» PROMPT 1: Quote everything from "Mar 12 2018" down to "for opioid overdoses." in the article on Ontario's free Narcan program.
» PROMPT 2: Continue the article on Ontario's free Narcan program, picking up after its final sentence.
### EXCERPT PROVIDED ###
Ontario's new program to fight opiate crisis: free Narcan

Mar 12 2018

Ontario’s new program to fight opiate crisis: free Narcan

Prompted by a continuing rise in opioid-related deaths, the government of Ontario, Canada has announced a unique program to combat the problem: making Narcan nasal spray available free of charge in pharmacies, by the end of March.

The provincial officials said there were 1,053 opioid-related deaths from January to October 2017, compared with 694 during the same time period in 2016. Also, the government data shows 7,658 emergency department visits related to opioid overdoses from January to October of last year, up from 4,453 during the same time period the previous year.

Naloxone nasal spray will be available in pharmacies by the end of the month at no charge, in addition to existing naloxone kits that include an injectable version of the drug meant as an emergency treatment for opioid overdoses.

“The nasal spray is a lot easier to use in the event of an overdose. It’s a bit stronger and lasts a little longer, which gives paramedics more time to attend to an overdose emergency,” Mark Barnes, a pharmacy owner in Ottawa, told the Canadian Broadcasting Corp.

Barnes has trained more than 5,000 people on using naloxone kits to treat overdose victims. He said nasal spray seems to be more effective than the injectable form. “It’s just that with the strength of the opioids we are seeing, especially in fentanyl and carfentanil in Ontario, we’re seeing that the nasal spray may work a little better to prevent the overdose.”
### SUPPLIED INFORMATION ###
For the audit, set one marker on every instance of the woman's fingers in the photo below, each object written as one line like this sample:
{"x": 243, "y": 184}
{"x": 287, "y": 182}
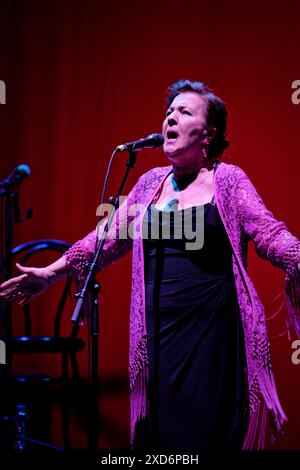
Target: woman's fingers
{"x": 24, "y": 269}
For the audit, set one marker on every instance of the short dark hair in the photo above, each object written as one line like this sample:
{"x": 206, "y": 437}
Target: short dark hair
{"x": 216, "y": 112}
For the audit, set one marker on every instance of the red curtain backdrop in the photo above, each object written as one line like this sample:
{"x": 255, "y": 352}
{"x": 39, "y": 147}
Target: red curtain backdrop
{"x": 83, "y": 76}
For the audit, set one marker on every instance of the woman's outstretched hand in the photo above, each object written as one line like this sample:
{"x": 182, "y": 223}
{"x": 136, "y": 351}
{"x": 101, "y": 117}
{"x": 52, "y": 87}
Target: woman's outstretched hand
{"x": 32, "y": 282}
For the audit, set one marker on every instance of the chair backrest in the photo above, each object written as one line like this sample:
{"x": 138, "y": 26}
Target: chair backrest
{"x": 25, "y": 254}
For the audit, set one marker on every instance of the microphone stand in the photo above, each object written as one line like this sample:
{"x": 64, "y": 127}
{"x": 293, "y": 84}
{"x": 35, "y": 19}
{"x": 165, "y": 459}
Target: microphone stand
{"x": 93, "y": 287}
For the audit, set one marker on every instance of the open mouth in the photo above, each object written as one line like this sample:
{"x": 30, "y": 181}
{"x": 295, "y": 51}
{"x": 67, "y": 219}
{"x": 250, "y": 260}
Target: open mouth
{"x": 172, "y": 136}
###
### SUPPLIED INFORMATION ###
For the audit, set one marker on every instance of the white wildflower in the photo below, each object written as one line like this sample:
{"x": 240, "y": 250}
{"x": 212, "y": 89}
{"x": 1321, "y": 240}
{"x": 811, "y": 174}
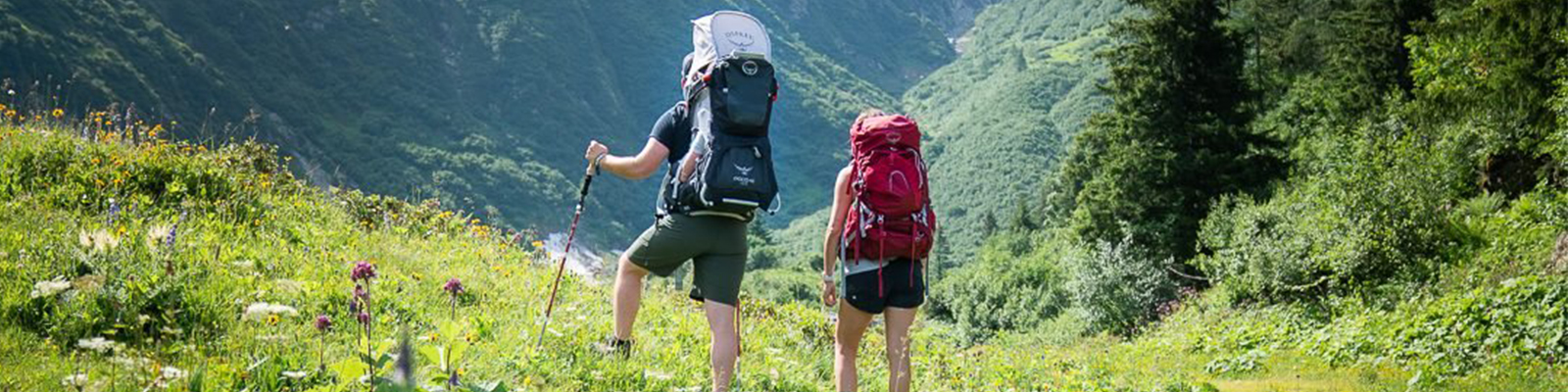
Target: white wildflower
###
» EXERCISE RESPONSE 1:
Mar 12 2018

Ontario’s new program to fight opiate crisis: free Narcan

Prompted by a continuing rise in opioid-related deaths, the government of Ontario, Canada has announced a unique program to combat the problem: making Narcan nasal spray available free of charge in pharmacies, by the end of March.

The provincial officials said there were 1,053 opioid-related deaths from January to October 2017, compared with 694 during the same time period in 2016. Also, the government data shows 7,658 emergency department visits related to opioid overdoses from January to October of last year, up from 4,453 during the same time period the previous year.

Naloxone nasal spray will be available in pharmacies by the end of the month at no charge, in addition to existing naloxone kits that include an injectable version of the drug meant as an emergency treatment for opioid overdoses.

» EXERCISE RESPONSE 2:
In Ontario, 56 per cent of people who died of opioid-related causes filed a prescription for the drug in the months before their death, Barnes said, which makes pharmacies a logical point for providing prevention information to customers, Barnes said.  But, he said, pharmacists need to do more to educate their customers about how to use opiate painkillers without becoming addicted.

“There’s a public perception that these kits are only used for people addicted to heroin on the street,” he said. “Overdoses can happen in many situations — overdoses can happen with your own prescription that you use incorrectly.”

The provincial government also announced that more than 30 communities will see new or enhanced Rapid Access Addiction Medicine (RAAM) clinics. The clinics are designed to get willing addicts into treatment with little or not waiting period, starting with immediate, medication-assisted treatment. They were first tried as a pilot project in seven communities in Ontario,

Kate Hardy is the manager of a first-of-its-kind program, Mentoring, Education, and Clinical Tools for Addiction: Primary Care-Hospital Integration (META:PHI), designed to reduce emergency room visits for opioid and alcohol addictions and improve patient care. META:PHI ran the pilot programs in the province. In a statement emailed to CBC, Hardy said the clinics have been successful in their goal of reducing emergency room visits — which have also spiked in opioid-related visits.

“Unlike traditional treatment programs there are no wait times, scheduled appointments, or complicated intake assessments,” said Hardy, adding the clinics are made to be more accessible for people dealing with addictions.
“RAAM clinics are outpatient to allow patients to continue with their work and family responsibilities, and the service providers are non-judgmental,” she said.

The Ontario government has pledged to spend more than $222 million over three years to address the growing opioid crisis in the province, with the money targeted to expand harm reduction services and hire more patient care staff.
The Windsor-Essex Community Opioid Strategy, released in January, includes a long-term plan for the local Health Unit to investigate the feasibility of safe injection sites.

The Health Unit received $250,000 from the provincial government to complete the strategy which was first announced last August and sent out for public consultations in October.

“We’re at the stage where we already know we have a problem,” said Byron Klingbyle, a harm reduction coordinator with the AIDS Committee of Windsor. “Conversation is not taking any action — we need to take some action.”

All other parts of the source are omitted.